- Consigne donnée 1: Recopiez tel quel le passage de l'extrait sur la bière qui commence par les mots contenant "Quel projet actuel" et qui se termine par "sont également ajoutées.".
- Consigne donnée 2: Dans l'extrait sur la bière, quelle brasserie a brassé la Mikkeller Nelson – Sauvignon ?

- Extrait du document:
__________________________________________________
Toutefois, je peux citer la Hemel & Aarde de la brasserie néerlandaise De Molen, la Mikkeller Nelson – Sauvignon brassée en Belgique par De Proef Brouwerij pour Mikkeller, la 4th D Olde Ale 2011 de la brasserie américaine Kuhnhenn Brewing Company ou encore la Matt’s Sleepy Time Belgian Imperial Stout Wild Oats Series n°01 de la brasserie canadienne Beau’s All Natural Brewing Company.

À vous de jouer sur Projet Amertume

Quel projet actuel mobilise ton énergie ?

Je suis actuellement dans une phase rédactionnelle pour l’édition 2022 (déjà!) de mon eBook « La bière en France ». Chaque année, il s’enrichit d’articles supplémentaires, d’une mise à jour des données chiffrées et d’une réactualisation de l’historique des brasseries. De nombreuses fiches de dégustation sont également ajoutées.
__________________________________________________
- Données extraites:
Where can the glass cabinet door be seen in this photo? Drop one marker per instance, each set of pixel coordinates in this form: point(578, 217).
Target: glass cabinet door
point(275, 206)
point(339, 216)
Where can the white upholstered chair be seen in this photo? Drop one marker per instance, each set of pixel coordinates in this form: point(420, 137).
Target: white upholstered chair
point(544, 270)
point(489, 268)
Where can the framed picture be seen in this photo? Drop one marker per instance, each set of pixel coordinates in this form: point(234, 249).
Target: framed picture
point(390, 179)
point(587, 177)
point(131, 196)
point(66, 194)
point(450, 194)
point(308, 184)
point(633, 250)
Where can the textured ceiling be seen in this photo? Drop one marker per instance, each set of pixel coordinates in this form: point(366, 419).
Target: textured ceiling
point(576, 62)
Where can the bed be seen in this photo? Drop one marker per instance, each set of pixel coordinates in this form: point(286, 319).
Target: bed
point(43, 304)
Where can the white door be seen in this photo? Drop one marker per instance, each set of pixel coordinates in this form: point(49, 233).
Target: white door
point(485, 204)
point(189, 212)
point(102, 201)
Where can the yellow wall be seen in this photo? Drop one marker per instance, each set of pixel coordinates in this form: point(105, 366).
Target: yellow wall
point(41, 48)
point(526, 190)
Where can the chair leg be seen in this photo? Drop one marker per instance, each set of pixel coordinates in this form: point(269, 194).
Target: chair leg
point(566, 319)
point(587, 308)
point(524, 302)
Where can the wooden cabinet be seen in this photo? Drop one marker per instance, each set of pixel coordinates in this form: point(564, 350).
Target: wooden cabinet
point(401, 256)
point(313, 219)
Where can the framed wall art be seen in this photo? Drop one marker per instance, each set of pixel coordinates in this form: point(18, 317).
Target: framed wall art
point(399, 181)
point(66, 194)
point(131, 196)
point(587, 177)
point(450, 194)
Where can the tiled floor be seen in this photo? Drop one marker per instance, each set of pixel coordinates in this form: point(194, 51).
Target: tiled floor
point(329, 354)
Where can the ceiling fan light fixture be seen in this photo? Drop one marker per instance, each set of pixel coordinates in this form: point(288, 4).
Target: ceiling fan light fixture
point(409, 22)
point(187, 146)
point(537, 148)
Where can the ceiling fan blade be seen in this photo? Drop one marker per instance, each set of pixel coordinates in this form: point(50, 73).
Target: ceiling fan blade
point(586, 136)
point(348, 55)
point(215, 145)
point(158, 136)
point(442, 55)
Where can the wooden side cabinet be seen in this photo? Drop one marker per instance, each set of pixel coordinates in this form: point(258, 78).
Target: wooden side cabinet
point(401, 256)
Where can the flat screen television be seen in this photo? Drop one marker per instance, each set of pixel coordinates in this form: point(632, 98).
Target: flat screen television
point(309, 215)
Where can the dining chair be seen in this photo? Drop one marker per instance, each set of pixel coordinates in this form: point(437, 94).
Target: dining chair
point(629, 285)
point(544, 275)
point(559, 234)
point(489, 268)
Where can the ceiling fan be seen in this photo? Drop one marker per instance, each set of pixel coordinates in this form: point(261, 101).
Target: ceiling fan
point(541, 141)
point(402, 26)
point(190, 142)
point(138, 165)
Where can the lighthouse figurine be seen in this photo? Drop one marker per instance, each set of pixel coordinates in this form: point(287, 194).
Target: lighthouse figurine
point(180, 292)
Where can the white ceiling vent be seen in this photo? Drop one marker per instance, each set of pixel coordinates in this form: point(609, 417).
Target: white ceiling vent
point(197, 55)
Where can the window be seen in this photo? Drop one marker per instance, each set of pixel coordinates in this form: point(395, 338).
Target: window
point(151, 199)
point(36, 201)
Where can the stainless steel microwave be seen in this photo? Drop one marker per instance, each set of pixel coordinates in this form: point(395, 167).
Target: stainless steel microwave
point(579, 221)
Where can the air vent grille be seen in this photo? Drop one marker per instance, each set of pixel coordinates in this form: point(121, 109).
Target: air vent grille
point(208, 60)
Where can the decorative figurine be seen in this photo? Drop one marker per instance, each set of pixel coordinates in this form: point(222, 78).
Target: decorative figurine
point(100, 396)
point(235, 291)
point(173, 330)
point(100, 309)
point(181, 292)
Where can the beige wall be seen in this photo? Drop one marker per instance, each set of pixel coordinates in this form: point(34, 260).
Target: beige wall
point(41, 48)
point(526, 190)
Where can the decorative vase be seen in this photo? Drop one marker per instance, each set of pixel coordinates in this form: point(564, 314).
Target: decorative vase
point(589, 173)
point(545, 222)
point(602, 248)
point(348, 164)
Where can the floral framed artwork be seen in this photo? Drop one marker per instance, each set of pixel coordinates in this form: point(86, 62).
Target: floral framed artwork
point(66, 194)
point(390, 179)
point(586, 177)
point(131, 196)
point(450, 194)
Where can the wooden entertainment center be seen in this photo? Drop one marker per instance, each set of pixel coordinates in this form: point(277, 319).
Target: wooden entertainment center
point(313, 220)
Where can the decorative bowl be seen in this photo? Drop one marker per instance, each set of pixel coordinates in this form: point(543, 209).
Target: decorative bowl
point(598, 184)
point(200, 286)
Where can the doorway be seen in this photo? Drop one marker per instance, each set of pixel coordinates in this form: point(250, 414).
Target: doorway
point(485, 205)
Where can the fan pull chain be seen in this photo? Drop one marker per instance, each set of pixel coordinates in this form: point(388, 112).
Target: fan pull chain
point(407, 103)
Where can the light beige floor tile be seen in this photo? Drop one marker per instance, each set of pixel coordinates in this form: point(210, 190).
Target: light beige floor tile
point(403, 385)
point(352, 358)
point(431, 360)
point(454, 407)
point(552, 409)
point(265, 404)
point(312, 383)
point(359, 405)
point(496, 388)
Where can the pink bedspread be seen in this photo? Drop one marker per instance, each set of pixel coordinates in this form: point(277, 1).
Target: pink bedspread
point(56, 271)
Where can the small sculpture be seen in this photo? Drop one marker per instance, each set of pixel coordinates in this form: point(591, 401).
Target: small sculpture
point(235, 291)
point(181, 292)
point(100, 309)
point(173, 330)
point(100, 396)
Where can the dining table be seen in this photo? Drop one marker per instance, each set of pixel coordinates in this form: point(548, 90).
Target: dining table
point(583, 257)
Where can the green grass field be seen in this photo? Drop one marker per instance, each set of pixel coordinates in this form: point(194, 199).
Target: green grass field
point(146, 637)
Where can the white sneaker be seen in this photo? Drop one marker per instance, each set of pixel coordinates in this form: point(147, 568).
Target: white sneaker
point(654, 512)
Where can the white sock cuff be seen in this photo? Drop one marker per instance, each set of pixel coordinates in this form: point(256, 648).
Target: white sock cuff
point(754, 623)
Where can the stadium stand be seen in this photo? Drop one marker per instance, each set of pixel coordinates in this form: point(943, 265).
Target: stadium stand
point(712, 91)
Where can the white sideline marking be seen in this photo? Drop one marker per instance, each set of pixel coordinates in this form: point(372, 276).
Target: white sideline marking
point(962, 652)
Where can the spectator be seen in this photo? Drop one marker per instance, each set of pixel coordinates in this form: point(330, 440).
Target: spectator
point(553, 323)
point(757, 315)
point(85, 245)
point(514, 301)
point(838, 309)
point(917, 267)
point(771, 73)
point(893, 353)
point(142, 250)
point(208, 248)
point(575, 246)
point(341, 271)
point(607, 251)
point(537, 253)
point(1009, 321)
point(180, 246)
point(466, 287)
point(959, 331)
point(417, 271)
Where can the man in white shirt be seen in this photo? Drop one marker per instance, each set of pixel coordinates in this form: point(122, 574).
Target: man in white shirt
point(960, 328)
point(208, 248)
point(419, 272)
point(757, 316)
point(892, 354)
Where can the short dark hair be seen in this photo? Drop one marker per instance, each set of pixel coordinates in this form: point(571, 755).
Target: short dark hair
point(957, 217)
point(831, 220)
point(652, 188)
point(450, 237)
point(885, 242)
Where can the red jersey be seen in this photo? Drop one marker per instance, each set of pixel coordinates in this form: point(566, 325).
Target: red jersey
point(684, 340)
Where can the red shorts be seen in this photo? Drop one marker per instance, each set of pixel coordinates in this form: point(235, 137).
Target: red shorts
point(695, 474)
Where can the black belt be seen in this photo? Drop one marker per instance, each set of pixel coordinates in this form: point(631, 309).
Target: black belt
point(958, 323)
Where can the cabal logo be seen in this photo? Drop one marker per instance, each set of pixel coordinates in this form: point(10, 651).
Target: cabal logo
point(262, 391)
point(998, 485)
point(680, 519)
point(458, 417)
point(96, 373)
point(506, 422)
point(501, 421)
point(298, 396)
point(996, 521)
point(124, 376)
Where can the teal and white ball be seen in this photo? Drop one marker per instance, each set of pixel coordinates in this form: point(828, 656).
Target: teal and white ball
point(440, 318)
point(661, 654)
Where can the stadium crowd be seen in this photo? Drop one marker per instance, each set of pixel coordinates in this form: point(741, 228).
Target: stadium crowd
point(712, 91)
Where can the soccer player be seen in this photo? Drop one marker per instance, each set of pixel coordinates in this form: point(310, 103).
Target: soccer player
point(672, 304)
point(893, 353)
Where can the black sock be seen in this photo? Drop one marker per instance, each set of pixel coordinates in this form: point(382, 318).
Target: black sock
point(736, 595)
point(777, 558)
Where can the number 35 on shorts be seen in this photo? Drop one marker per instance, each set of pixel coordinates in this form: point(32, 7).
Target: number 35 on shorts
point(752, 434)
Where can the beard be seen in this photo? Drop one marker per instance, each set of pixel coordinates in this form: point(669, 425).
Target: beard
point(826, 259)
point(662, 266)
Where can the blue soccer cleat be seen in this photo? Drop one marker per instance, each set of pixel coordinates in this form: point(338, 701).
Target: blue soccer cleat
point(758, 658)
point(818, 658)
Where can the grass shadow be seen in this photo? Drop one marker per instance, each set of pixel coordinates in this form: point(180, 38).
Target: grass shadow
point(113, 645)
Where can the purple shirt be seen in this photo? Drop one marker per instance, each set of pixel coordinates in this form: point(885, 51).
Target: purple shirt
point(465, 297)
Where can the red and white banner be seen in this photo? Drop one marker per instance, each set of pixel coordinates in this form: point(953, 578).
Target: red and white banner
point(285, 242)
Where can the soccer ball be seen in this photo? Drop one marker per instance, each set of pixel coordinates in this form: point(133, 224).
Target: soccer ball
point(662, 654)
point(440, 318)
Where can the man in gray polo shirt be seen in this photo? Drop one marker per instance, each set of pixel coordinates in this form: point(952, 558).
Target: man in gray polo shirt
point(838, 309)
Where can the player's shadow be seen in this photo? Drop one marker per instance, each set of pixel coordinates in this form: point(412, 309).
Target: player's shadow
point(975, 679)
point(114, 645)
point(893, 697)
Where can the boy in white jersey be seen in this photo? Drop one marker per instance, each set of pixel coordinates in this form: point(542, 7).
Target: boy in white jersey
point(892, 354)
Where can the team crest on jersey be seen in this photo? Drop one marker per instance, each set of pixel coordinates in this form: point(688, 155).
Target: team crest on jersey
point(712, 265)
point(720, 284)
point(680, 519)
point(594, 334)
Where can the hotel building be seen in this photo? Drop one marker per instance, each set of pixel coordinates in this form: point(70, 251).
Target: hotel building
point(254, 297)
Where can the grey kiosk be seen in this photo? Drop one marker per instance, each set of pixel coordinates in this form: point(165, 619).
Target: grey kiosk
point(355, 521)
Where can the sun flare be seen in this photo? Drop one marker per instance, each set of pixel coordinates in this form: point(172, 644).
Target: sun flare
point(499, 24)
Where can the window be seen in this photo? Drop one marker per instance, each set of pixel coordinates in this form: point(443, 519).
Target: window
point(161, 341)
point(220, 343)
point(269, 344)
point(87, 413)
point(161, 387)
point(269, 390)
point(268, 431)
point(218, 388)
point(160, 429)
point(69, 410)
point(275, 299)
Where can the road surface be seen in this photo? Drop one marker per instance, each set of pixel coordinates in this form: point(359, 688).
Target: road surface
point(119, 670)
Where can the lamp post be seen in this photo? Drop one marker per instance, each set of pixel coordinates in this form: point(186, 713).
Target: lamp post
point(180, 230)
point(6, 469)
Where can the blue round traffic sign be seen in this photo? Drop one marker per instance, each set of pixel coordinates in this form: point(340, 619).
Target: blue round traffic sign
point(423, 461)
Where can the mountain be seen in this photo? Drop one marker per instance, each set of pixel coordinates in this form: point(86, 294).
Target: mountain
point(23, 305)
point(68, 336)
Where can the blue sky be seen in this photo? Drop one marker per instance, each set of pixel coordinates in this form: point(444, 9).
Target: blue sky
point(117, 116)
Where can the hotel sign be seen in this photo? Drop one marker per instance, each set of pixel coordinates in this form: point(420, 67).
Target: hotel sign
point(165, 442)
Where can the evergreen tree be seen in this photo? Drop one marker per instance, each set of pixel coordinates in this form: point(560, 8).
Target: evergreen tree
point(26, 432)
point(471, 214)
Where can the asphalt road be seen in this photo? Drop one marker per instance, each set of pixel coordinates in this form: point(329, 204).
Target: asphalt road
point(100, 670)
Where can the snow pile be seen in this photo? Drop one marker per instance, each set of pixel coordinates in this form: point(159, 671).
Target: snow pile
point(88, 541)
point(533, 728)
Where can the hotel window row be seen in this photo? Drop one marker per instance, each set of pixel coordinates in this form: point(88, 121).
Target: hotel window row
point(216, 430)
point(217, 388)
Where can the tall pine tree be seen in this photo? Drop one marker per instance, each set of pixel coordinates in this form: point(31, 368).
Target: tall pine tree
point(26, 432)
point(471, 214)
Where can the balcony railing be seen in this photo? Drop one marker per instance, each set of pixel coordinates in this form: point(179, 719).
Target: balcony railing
__________________________________________________
- Réponse finale 1:
Quel projet actuel mobilise ton énergie ?

Je suis actuellement dans une phase rédactionnelle pour l’édition 2022 (déjà!) de mon eBook « La bière en France ». Chaque année, il s’enrichit d’articles supplémentaires, d’une mise à jour des données chiffrées et d’une réactualisation de l’historique des brasseries. De nombreuses fiches de dégustation sont également ajoutées.

- Réponse finale 2: La brasserie De Proef Brouwerij.